#### Source passage:
┏━━

Sunday, March 03, 2013

Painful memories from a Chico visitor

2013-03-03_godinez

The last conversation Kristine Godinez had with her dad was by phone in 1997. "Three days later," she writes, "he died of a massive heart attack while sitting on the toilet." Though they expressed mutual love, their relationship was "complicated." Now a therapist in Arizona, Godinez grew up in Gridley, attended a "fundamentalist" church in Richvale, and eventually came to Chico State University. She was a recent guest for a book signing at The Bookstore in downtown Chico.

Godinez' father was a local attorney, an accomplished man with a penchant for stirring the pot wherever he went. "My dad's behavior was bizarre," she remembers. "The man prided himself on being a faithful marine and a good Christian, but he would get involved in emotional affairs, left, right, and center. Not sexual affairs, emotional affairs. He would find a woman and idealize her and seek to spend as much time with her as possible."

That was not the half of it. Godinez tells her sad and challenging story in "What's Wrong With Your Dad?: Growing Up The Child Of An Addict With Borderline Personality Disorder" ($14.95 in paperback, self-published; available in Amazon Kindle e-book format). The book is the kind of journal Godinez recommends her clients keep. "Normally I would burn this, but this is to show how it is done. Writing it, I experienced every emotion, every tear, every laugh. I made it from the beginning to the other side intact and so will you."

What is Borderline Personality Disorder? Those "with BPD tend to have very low self-esteem to no self-esteem and are terrified of abandonment. They engage in reckless behavior and persist in suicidal ideation or gestures. They also express the belief that they are unique somehow in their suffering; they have an inability to accept personal responsibility for their actions. ... They are master manipulators." The book details a litany of physical, emotional and sexual abuse perpetrated by the man on his family.

There's plenty of swearing in the book, something the author says helps relieve the hurt, and "aside from the fact it makes people I don't like immensely uncomfortable, I enjoy doing it." There are touches of humor (Godinez calls her mother "Cleopatra Queen of Denial") but the wounds are still there.

┗━━

#### What to do:
- 1) Summarize the post about Kristine Godinez in two sentences.
- 2) In the post about Kristine Godinez, write the passage from "2013-03-03_godinez" to "in downtown Chico." again, swapping "therapist" for "counselor".

#### Dataset content:

┏━━

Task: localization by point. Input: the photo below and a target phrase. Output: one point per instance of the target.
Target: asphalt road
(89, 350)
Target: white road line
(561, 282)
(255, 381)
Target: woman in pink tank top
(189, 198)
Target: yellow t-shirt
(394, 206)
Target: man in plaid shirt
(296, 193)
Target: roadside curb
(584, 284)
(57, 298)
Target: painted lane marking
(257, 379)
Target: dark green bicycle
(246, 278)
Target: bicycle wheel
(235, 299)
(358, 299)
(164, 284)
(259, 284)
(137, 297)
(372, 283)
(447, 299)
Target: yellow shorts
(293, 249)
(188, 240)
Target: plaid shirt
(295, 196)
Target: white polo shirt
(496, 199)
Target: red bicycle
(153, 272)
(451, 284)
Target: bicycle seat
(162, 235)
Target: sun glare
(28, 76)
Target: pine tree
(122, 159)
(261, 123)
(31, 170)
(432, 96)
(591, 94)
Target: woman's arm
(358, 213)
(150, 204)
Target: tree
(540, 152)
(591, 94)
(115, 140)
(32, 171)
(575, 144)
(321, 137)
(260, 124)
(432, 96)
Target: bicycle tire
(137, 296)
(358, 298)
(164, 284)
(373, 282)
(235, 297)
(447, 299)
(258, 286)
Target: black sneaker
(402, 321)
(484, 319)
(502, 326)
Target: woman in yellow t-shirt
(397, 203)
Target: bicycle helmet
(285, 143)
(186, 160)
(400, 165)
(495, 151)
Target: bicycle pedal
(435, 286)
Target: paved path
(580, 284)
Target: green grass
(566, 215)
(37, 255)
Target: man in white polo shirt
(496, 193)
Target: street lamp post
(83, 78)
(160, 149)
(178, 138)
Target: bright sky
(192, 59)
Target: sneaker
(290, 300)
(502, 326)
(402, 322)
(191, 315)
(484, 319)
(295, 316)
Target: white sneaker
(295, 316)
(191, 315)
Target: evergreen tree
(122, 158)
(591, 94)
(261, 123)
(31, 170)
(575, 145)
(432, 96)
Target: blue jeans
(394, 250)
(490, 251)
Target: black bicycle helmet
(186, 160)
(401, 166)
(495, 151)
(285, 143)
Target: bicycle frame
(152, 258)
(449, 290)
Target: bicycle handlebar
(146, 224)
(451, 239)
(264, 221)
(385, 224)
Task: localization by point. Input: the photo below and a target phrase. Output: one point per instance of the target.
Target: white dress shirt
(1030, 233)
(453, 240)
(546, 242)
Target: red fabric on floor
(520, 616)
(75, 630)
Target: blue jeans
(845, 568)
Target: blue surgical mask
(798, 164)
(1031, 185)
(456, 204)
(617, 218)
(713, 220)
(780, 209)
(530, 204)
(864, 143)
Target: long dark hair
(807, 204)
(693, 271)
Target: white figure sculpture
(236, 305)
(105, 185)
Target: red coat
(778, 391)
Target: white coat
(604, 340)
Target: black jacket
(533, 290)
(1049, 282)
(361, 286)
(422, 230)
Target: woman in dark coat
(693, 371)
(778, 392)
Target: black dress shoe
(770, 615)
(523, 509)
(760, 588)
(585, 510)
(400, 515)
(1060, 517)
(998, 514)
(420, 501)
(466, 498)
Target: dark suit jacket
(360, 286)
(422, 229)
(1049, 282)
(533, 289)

┗━━

#### Answers for the exercise:
- 1) Kristine Godinez, a therapist in Arizona who grew up in Gridley and attended Chico State University, was a recent guest for a book signing at The Bookstore in downtown Chico. Her self-published book, "What's Wrong With Your Dad?: Growing Up The Child Of An Addict With Borderline Personality Disorder," tells her story of growing up with her father, a local attorney, and details his physical, emotional and sexual abuse of his family.

- 2)
2013-03-03_godinez

The last conversation Kristine Godinez had with her dad was by phone in 1997. "Three days later," she writes, "he died of a massive heart attack while sitting on the toilet." Though they expressed mutual love, their relationship was "complicated." Now a counselor in Arizona, Godinez grew up in Gridley, attended a "fundamentalist" church in Richvale, and eventually came to Chico State University. She was a recent guest for a book signing at The Bookstore in downtown Chico.